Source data
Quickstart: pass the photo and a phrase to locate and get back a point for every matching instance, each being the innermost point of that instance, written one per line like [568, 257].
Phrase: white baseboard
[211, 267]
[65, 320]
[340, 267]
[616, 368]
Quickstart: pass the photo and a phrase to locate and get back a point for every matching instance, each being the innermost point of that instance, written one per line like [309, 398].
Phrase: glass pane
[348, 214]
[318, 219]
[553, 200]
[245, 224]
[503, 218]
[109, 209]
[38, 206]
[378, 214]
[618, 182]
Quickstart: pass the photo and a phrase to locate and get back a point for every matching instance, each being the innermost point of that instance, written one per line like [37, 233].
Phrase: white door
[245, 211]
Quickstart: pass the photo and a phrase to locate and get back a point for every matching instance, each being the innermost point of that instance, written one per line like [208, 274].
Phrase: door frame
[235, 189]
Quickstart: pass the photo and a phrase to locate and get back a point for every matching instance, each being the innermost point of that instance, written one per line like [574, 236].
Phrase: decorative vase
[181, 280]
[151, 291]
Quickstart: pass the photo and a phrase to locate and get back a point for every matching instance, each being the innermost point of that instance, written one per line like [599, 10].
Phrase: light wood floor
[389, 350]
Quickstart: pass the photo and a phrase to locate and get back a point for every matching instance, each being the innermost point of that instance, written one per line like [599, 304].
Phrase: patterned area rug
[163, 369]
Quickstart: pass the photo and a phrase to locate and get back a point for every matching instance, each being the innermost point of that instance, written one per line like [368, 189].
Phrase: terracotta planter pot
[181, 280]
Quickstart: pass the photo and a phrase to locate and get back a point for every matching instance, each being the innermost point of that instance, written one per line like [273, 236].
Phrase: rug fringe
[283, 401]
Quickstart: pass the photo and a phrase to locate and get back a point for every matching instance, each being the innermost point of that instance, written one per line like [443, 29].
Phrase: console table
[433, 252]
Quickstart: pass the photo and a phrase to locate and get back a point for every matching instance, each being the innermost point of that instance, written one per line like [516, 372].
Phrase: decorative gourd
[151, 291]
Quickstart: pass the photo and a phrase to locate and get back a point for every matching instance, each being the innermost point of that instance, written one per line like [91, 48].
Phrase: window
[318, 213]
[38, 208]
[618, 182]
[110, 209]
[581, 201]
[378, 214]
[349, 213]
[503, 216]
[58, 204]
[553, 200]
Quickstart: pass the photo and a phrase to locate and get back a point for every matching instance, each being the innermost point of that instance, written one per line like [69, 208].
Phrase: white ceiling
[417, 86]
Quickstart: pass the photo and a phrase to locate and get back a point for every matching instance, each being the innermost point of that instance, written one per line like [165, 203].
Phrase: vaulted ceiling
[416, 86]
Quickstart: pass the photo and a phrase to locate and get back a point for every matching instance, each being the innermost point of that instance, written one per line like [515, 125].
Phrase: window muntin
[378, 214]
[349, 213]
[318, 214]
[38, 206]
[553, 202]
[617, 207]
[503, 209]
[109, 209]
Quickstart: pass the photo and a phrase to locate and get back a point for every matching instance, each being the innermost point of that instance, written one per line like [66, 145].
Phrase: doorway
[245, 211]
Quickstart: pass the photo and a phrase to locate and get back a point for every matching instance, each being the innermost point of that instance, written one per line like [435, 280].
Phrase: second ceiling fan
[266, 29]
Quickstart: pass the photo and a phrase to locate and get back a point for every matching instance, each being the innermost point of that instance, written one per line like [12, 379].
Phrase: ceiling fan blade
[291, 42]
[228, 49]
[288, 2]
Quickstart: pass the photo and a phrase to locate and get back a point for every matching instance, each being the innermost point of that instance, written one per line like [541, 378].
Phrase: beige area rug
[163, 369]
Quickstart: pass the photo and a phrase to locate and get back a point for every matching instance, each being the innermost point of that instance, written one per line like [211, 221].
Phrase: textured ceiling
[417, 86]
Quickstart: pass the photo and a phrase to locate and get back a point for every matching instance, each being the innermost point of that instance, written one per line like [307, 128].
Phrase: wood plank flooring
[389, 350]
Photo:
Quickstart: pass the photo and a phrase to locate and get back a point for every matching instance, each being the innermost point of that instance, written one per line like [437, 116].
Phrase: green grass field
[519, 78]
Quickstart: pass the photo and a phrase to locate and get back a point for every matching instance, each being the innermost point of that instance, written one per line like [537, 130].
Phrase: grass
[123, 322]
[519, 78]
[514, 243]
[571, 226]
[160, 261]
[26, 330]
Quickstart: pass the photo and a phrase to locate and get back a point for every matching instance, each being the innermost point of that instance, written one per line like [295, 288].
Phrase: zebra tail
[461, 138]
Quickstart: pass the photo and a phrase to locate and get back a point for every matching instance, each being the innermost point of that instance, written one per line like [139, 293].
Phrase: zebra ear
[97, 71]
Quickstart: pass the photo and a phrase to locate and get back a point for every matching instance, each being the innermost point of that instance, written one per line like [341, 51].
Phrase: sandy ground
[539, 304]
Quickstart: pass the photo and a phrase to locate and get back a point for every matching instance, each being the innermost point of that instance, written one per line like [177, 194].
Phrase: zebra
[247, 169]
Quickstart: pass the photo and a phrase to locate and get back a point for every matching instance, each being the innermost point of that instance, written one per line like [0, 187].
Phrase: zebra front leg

■ **TRY IT**: Please give the full set of data again exactly.

■ **ANSWER SPACE**:
Quickstart: pass the photo and a phrase to locate and get back a point for every matching instance, each being the innermost point of that instance, written one per line like [568, 257].
Phrase: white baseboard
[211, 267]
[65, 320]
[340, 267]
[616, 368]
Quickstart: pass the photo and a phrase to locate and get back a point for every matching instance, each being the innermost point of that instance, written one per line like [309, 398].
Phrase: glass pane
[348, 214]
[318, 219]
[553, 200]
[245, 224]
[503, 218]
[109, 209]
[38, 206]
[378, 214]
[618, 182]
Quickstart: pass the photo and a phrase to locate and get back a point for every matching instance, each being the innermost point of that instance, written one per line like [37, 233].
Phrase: white door
[245, 211]
Quickstart: pass the photo and a phrase to locate and get back a point for every matching instance, each being the innermost point of that instance, written one per line like [208, 274].
Phrase: door frame
[235, 189]
Quickstart: pass the photo and a phrase to locate and get back a point for every matching instance, each being the innermost point of that instance, written one per line like [574, 236].
Phrase: decorative vase
[181, 280]
[151, 291]
Quickstart: pass the photo and a phrase to locate and get back a point for every matching instance, each being the innermost point of that instance, written one per line like [599, 10].
Phrase: light wood floor
[389, 350]
Quickstart: pass the photo and a phrase to locate and get back a point for every matching instance, each being the innermost point of that instance, written one per line like [599, 304].
Phrase: patterned area rug
[163, 369]
Quickstart: pass the photo and a phrase to locate and get back a point for every matching instance, each being the innermost point of that instance, written one per line like [368, 189].
Phrase: terracotta planter pot
[181, 280]
Quickstart: pass the photo and a phrase to locate and get back a point for every matching instance, each being the innermost point of that instance, written one per line like [273, 236].
Phrase: rug fringe
[283, 401]
Quickstart: pass the photo and a phrase to locate and get back a point for every matching instance, each being the innermost point of that instance, written one per line like [443, 29].
Phrase: console table
[433, 252]
Quickstart: pass the photo and a phrase to locate and get back a point for every matching instance, each being the innermost point of that instance, written one per line like [516, 372].
Phrase: decorative gourd
[151, 291]
Quickstart: pass the photo and a phrase to locate and get back a point for every matching instance, each being the innermost point of that instance, written one per line like [91, 48].
Phrase: window
[318, 213]
[38, 208]
[618, 182]
[110, 209]
[581, 201]
[378, 214]
[349, 213]
[503, 216]
[58, 204]
[553, 200]
Quickstart: pass the photo and a phrase to locate and get back a point for every matching instance, each being the innermost point of that instance, written one per line like [69, 208].
Phrase: white ceiling
[417, 86]
Quickstart: pass the photo and a phrase to locate and get back a point for every matching instance, each being the innermost point of that instance, written one per line like [165, 203].
Phrase: vaulted ceiling
[416, 86]
Quickstart: pass the photo and a phrase to locate and get back a point for every matching instance, each being the innermost point of that instance, written one per line like [515, 125].
Phrase: window muntin
[378, 214]
[349, 213]
[318, 214]
[38, 206]
[553, 202]
[617, 207]
[503, 209]
[109, 209]
Quickstart: pass the photo and a phrase to locate and get back a point for every matching instance, each being the innermost point of that instance, written one per line like [66, 145].
Phrase: doorway
[245, 211]
Quickstart: pass the photo and a phrase to locate and get back a point for every matching instance, each being the innermost point of that instance, written one per line like [435, 280].
Phrase: second ceiling fan
[266, 29]
Quickstart: pass the photo and a phrase to locate and get back a point for every matching instance, each being the innermost point of that instance, written one per line like [12, 379].
Phrase: ceiling fan blade
[291, 42]
[228, 49]
[288, 2]
Quickstart: pass the photo and a phrase to locate and get back a point for every matching instance, each being the innermost point of that instance, written one per line like [541, 378].
Phrase: beige area rug
[163, 369]
Quickstart: pass the photo and a phrase to locate and get back a point for every matching instance, each being the innermost point of that instance, written one per line like [211, 221].
Phrase: textured ceiling
[417, 86]
Quickstart: pass the photo and a phrase to locate and get back a point for every matching instance, each being the innermost point of that instance, written one per line like [307, 128].
Phrase: wood plank flooring
[389, 350]
Photo:
Quickstart: pass the photo and a phrase to locate and get back a point for every matching instance, each being the innermost point of that instance, written one per line like [437, 116].
Phrase: green grass field
[519, 78]
Quickstart: pass the photo and a phrase to locate and get back a point for every matching instance, each being the innermost point of that instance, written one per line like [537, 130].
Phrase: grass
[123, 322]
[519, 78]
[514, 243]
[571, 226]
[160, 261]
[26, 330]
Quickstart: pass the photo and a phrase to locate and get back a point for every matching instance, each being the innermost point of that instance, written one per line like [295, 288].
Phrase: zebra tail
[461, 138]
Quickstart: pass the photo and a phrase to locate and get back a point for every matching instance, each being the innermost point of that instance, written one per line like [139, 293].
Phrase: zebra ear
[97, 71]
Quickstart: pass the photo and a phrase to locate and get back a point for every matching instance, each being the innermost point of that instance, written one per line like [341, 51].
Phrase: sandy ground
[539, 304]
Quickstart: pass the photo and a phrase to locate and get back a point for every matching instance, each being the innermost point of that instance, written one per line like [177, 194].
Phrase: zebra
[247, 169]
Quickstart: pass the photo and a phrase to locate and get back a point for every matching instance, each being the innermost point of that instance, written one per line like [0, 187].
Phrase: zebra front leg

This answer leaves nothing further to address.